> **Given request A**
From the Theano notes, list the three numbered steps of the workflow given at the very top.
> **Given request B**
Write the next part of the Theano notes, picking up right after the last output they show.
══ Quoted text ══
# Workflow when using Theano
1. Symbolically define mathematical functions
  * Automatically derive gradient expressions
2. Compile expressions into executable functions
  * theano.function([input params], output)
3. Execute expression

## Building Symbolic Expressions
In Theano, all algorithms are defined symbolically. It's more like writing out math than writing code. The following Theano variables are symbolic; they don't have an explicit value.
1. Tensor
  * Scalars 0th order tensor
  * Vectors 1th order tensor
  * Matrices 2th order tensor
2. Tensors ...
  * Reductions ?
  * Dimshuffle ?

In [58]:
import theano as theano
from theano import tensor as T
from theano import pp
import numpy as np

### Scalar math

In [16]:
x = T.scalar()
y = T.scalar('dd') #Optional name to help with debugging
z = x + y
w = z * x
a = T.sqrt(w)
b = T.exp(a)
c = a ** b
d = T.log(c)

$$c = \sum\limits_{i=1}^n i^2 = \frac{n(n+1)(2n+1)}{6}$$

$$c = \sqrt{a^2 + b^2}$$

### Vector Math

In [11]:
x = T.vector()
y = T.vector()
# Scalar math applied elementwise
a = x * y
# The cross product of x and y, a binary operation on two vectors of a 3-dimensional vector space which produces another such vector.
b = T.dot(x, y)

Elemwise{add,no_inplace}.0

$$\vec{z} = \vec{x} \cdot \vec{y}$$
$$\vec{z} = \vec{x} \times \vec{y}$$
$$z = \vec{x} \cdot y$$

### Matrix Math

In [20]:
X = T.matrix()
Y = T.matrix()
a = T.vector()
# Matrix matrix product ? how in latex
B = T.dot(x, y)
# Matrix vector product 
c = T.dot(x, a)

$$B_{m,p} = X_{m,n} \times Y_{n,p}$$
$$\vec{c}_n = X_{m,n} \times \vec{a}_m$$

## Compiling and executing expressions

### theano.function
To actually compute things with Theano, you define symbolic functions, which can then be called with actual values to retrieve an actual value.

In [25]:
x = T.scalar()
y = T.scalar()

# First ar is list of SYMBOLIC inputs
# Second arg is SYMBOLIC output
f = theano.function([x, y], x + y)

# Call it with NUMERICAL values
# Get a NUMERICAL output
f(1., 2.)

array(3.0)
═══
══ Given material ══
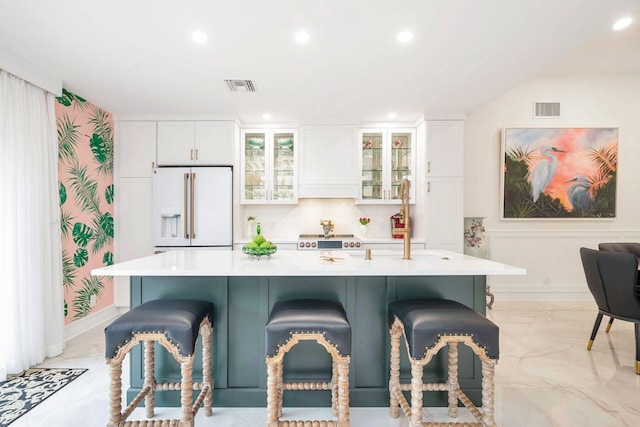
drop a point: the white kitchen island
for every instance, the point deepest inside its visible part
═══
> **Exercise response A**
1. Symbolically define mathematical functions
2. Compile expressions into executable functions
3. Execute expression

> **Exercise response B**
### Shared variables

Shared variables are a little different - they actually do have an explicit value, which can be get/set and is shared across functions which use the variable. They're also useful
because they have state across function calls.
The value of a shared variable can be updated in a function by using the updates argument of theano.function.
To modify outside a function use get_value and set_value
Use shared variables for the values that will be changed alot. Helps with optimizing GPU performance.

In [48]:
#x = theano.shared(0.)
#from theano.compat.python2x import OrderedDict
#updates[x] = x + 1

#f = theano.function([], updates=updates) # Use updates when shared variables are modified in function?

#f() #updates
#x.get_value()

#x.set_value(100.)
#f() #updates
#x.get_value()

## Manipulating Symbolic Expressions

Automatic differantiation
tensor.grad(func, [params])
The second argument of grad can be a list (partial derivatives) 

In [56]:
x = T.dscalar('x')
y = x ** 2
gy = T.grad(y, x)
#pp(gy)

f = theano.function([x], gy)
f(4)

array(8.0)

## Loop: scan
Dont get it can I use this to sum stuff up?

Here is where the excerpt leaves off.